***** Data provided *****
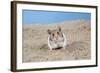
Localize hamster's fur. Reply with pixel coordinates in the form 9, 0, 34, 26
48, 27, 66, 50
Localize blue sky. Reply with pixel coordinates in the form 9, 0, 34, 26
22, 10, 91, 24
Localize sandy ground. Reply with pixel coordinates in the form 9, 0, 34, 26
22, 20, 91, 62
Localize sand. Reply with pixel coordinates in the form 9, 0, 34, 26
22, 20, 91, 62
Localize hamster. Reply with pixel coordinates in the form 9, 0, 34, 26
47, 27, 66, 50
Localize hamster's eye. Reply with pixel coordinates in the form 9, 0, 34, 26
52, 33, 54, 36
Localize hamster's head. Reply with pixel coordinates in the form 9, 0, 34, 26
47, 27, 63, 41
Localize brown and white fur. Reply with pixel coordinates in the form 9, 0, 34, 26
48, 27, 66, 50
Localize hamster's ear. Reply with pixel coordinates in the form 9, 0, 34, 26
58, 26, 61, 31
47, 29, 51, 34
*****
## Aim
Switch "ear" to "nose" in the lines starting with the one containing "Localize hamster's ear." and running through the last line, then give back only those lines with nothing else changed.

## Answer for the task
Localize hamster's nose. Reply with pixel coordinates in the form 9, 0, 34, 26
58, 26, 61, 31
47, 29, 51, 34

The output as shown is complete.